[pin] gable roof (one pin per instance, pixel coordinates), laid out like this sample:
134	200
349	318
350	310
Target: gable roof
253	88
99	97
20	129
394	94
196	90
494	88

====

TASK DESCRIPTION:
Retype the material in full. Each word must match.

RESPONSE TO THIS TASK:
[pin] gable roof (one pin per instance, pixel coordinates), laid out like this sample:
134	200
349	318
350	310
Target: gable roof
253	88
99	97
20	129
394	94
196	90
494	88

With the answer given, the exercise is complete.